- _Exercise details_
Note every line in the entries that contains the string "below", and copy it.

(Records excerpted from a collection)
"""
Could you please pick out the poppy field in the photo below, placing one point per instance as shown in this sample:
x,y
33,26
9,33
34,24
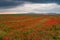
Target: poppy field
x,y
29,27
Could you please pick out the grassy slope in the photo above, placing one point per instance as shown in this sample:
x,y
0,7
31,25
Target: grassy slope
x,y
29,27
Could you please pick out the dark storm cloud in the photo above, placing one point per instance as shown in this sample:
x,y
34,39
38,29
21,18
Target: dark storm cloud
x,y
8,3
13,3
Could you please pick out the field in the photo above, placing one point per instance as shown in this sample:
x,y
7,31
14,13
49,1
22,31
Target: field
x,y
29,27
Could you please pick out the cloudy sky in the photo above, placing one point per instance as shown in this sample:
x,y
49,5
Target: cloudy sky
x,y
30,6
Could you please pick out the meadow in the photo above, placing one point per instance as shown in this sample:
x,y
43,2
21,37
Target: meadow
x,y
29,27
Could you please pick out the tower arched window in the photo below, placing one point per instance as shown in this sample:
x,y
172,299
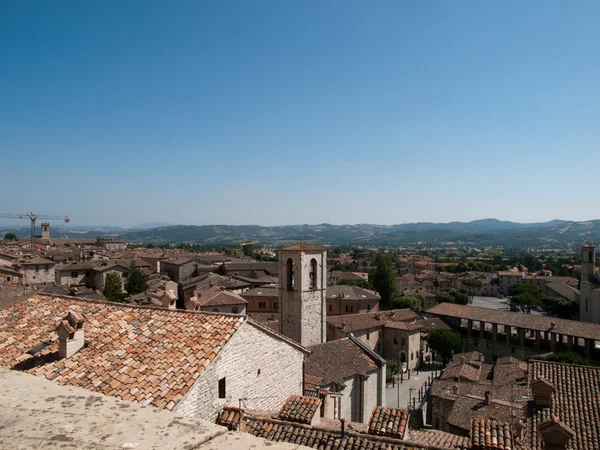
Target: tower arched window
x,y
313,273
289,274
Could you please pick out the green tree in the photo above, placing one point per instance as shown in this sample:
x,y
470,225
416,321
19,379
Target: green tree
x,y
444,297
384,280
472,283
365,284
248,249
135,281
525,296
415,302
445,342
113,290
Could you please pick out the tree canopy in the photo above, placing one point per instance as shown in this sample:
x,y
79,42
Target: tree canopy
x,y
135,281
452,296
415,302
113,290
384,280
445,342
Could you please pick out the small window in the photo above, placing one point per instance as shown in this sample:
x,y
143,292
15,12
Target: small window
x,y
222,388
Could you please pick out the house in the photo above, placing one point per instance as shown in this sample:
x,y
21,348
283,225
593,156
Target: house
x,y
349,377
192,363
181,268
262,299
209,280
36,270
343,299
216,299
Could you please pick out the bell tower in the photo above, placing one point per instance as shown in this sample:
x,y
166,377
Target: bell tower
x,y
302,293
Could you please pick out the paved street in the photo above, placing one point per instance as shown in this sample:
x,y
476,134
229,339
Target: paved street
x,y
402,390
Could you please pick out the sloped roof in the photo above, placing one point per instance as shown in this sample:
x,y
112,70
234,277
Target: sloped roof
x,y
299,409
390,422
335,361
303,247
515,319
576,402
363,321
132,352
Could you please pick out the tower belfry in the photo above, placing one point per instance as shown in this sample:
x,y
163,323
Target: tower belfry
x,y
302,293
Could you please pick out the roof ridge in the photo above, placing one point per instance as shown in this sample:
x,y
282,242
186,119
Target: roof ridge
x,y
135,306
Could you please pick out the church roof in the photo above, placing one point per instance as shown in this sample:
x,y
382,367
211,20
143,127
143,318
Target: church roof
x,y
303,247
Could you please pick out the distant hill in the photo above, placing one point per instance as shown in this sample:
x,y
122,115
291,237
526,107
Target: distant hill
x,y
485,232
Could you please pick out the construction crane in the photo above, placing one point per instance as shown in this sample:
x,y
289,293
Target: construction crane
x,y
33,217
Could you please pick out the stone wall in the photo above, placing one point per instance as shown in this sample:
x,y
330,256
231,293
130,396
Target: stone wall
x,y
257,366
303,306
44,274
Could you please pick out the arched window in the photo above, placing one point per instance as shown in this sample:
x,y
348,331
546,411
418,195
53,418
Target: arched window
x,y
313,274
289,274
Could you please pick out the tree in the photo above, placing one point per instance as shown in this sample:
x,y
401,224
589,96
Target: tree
x,y
415,302
384,280
525,296
248,249
444,297
113,290
135,281
445,342
472,283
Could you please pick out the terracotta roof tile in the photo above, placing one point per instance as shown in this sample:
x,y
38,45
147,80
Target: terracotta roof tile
x,y
130,351
299,409
388,422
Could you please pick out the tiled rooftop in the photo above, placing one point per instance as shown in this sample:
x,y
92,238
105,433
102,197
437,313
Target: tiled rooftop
x,y
576,402
515,319
230,417
132,352
389,422
299,409
355,322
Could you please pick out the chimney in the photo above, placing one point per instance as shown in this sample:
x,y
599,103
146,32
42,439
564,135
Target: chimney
x,y
488,397
555,434
70,334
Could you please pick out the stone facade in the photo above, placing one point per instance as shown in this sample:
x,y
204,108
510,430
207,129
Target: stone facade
x,y
302,294
38,273
258,367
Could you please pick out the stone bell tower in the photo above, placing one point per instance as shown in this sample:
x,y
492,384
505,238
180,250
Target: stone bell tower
x,y
302,293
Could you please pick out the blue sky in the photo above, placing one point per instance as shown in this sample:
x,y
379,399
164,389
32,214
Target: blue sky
x,y
286,112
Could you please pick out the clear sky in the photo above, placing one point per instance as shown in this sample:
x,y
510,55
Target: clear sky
x,y
286,112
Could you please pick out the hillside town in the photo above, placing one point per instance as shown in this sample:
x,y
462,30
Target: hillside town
x,y
293,351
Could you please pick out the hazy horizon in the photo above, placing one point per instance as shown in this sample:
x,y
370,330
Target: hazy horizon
x,y
299,112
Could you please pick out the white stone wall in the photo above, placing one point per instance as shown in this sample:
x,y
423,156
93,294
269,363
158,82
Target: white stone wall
x,y
248,351
40,276
303,308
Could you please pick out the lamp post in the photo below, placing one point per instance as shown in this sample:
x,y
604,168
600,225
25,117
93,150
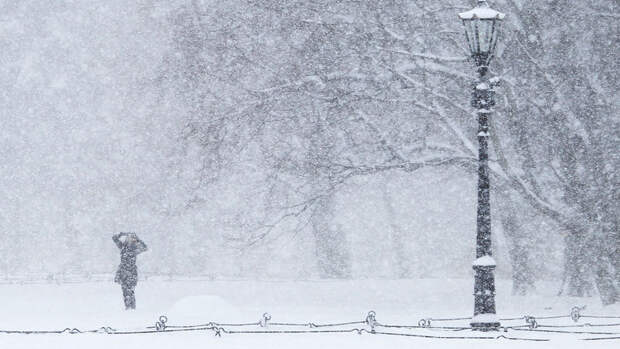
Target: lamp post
x,y
481,31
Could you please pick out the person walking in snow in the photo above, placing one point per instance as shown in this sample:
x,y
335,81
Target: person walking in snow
x,y
127,273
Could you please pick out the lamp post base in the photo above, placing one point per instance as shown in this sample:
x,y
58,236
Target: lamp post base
x,y
485,322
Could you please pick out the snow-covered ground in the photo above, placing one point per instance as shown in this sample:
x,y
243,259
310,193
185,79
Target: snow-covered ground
x,y
93,305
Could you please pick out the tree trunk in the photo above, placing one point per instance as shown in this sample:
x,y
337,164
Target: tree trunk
x,y
577,280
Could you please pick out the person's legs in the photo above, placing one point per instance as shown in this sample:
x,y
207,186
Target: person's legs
x,y
129,297
132,297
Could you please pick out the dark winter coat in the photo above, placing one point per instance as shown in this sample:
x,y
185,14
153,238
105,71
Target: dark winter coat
x,y
127,273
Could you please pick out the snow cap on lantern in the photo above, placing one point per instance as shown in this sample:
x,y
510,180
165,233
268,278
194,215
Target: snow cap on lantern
x,y
481,30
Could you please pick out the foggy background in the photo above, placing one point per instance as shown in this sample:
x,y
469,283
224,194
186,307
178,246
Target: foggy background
x,y
332,139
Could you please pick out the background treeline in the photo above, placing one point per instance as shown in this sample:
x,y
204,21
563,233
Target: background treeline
x,y
307,139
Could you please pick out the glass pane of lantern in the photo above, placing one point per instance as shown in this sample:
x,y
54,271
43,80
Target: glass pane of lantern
x,y
485,35
469,33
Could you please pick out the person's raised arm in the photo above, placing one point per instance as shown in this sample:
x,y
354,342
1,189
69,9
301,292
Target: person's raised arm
x,y
117,240
141,246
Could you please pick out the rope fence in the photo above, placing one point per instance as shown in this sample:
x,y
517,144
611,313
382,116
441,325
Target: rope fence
x,y
370,325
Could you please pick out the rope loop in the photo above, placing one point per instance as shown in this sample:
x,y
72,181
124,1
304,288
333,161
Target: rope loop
x,y
424,323
371,320
105,329
218,331
160,325
71,330
264,321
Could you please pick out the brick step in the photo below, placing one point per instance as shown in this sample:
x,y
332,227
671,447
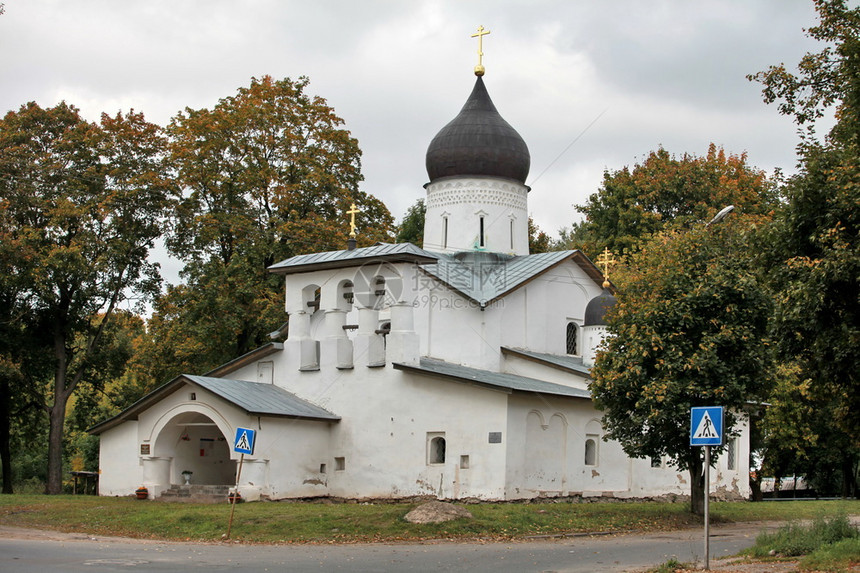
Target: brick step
x,y
195,493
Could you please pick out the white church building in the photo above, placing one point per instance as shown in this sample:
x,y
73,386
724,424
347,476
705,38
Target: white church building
x,y
458,371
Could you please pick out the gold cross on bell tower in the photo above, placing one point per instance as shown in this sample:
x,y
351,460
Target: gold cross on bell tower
x,y
605,259
353,210
479,69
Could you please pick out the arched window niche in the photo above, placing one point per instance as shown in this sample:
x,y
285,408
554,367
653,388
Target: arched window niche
x,y
571,338
436,447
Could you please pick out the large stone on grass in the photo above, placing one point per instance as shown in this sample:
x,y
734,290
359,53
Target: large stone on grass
x,y
437,512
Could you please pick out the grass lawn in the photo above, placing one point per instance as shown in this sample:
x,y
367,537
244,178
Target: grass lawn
x,y
305,522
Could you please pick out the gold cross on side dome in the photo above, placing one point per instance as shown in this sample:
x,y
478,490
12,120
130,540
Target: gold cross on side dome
x,y
353,210
479,69
605,259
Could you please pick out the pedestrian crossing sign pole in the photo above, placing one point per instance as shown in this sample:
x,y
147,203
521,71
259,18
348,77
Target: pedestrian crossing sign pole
x,y
243,444
707,426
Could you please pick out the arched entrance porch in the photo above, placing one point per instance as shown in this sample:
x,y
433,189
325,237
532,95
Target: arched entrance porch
x,y
194,443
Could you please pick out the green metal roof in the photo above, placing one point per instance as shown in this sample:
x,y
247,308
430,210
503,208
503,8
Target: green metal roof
x,y
495,380
392,253
254,398
564,362
484,277
262,399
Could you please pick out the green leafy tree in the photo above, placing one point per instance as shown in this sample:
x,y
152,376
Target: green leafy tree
x,y
665,190
814,255
266,174
411,229
81,207
688,330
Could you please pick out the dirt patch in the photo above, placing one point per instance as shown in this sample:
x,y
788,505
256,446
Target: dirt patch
x,y
437,512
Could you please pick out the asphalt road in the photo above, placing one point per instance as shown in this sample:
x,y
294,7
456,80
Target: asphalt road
x,y
24,550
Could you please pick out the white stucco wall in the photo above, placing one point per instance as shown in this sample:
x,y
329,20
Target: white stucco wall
x,y
119,462
460,202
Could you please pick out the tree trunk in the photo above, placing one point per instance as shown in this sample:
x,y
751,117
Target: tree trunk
x,y
57,416
5,423
697,485
849,476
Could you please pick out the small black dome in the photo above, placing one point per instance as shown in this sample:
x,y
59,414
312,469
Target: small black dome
x,y
478,142
596,309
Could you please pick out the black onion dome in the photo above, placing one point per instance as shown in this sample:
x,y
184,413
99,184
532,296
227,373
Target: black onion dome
x,y
478,142
596,309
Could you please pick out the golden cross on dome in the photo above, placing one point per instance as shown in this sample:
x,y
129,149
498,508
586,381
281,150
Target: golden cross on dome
x,y
605,259
352,212
479,69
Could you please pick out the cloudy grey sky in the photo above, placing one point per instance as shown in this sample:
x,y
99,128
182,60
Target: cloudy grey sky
x,y
607,80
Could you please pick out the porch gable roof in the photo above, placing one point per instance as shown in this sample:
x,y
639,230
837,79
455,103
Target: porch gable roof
x,y
255,398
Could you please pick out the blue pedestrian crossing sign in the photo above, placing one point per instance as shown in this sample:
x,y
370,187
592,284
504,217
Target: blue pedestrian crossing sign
x,y
707,426
244,442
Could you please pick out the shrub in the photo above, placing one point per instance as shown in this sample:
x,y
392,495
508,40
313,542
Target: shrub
x,y
796,539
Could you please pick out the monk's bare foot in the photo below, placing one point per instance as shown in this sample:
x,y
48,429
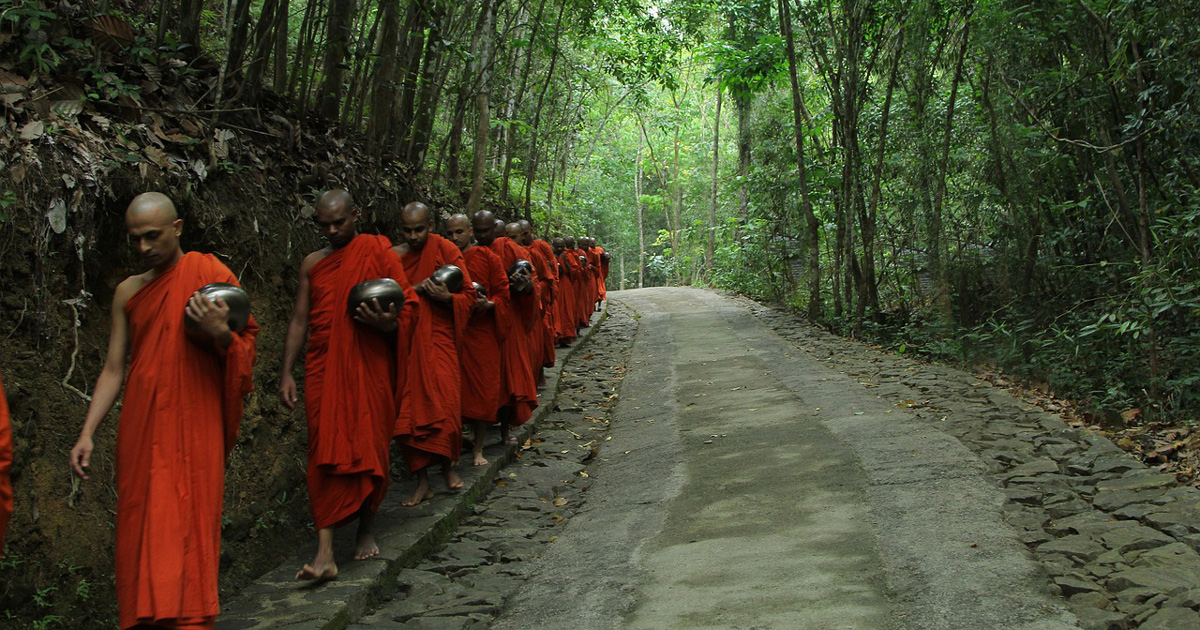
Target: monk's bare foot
x,y
322,573
453,480
366,547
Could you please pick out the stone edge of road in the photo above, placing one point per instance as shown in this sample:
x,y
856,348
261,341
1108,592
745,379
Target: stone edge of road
x,y
276,600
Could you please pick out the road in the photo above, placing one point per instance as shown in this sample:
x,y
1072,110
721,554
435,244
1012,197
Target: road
x,y
747,485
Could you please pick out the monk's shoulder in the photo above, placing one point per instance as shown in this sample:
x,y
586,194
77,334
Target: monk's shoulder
x,y
313,258
129,287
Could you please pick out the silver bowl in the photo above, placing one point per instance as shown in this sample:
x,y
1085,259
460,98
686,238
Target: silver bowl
x,y
234,297
387,291
450,276
521,264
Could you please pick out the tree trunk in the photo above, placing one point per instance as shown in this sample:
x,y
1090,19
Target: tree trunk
x,y
637,205
532,159
337,39
813,233
484,129
711,253
383,88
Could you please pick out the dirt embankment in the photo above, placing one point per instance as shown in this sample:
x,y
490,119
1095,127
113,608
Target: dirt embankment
x,y
243,183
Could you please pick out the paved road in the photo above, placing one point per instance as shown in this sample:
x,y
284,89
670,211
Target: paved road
x,y
750,486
"""
- _Exercise solution_
Could you please pick out the poppy field in the photo below, placing one point per instance as shown in this sample:
Could you please pick out the tower arched window in the photo below, placing one point per instance as shown in this sample:
Could you please pick out the lamp post in the photo below, placing one point per instance as shown in this sample:
Could you please pick out the brick step in the photo below, placing one point per instance as shown in this sample:
Could you please pick out the monk's bare foot in the photo below, placing one point per instance as shown in this sample:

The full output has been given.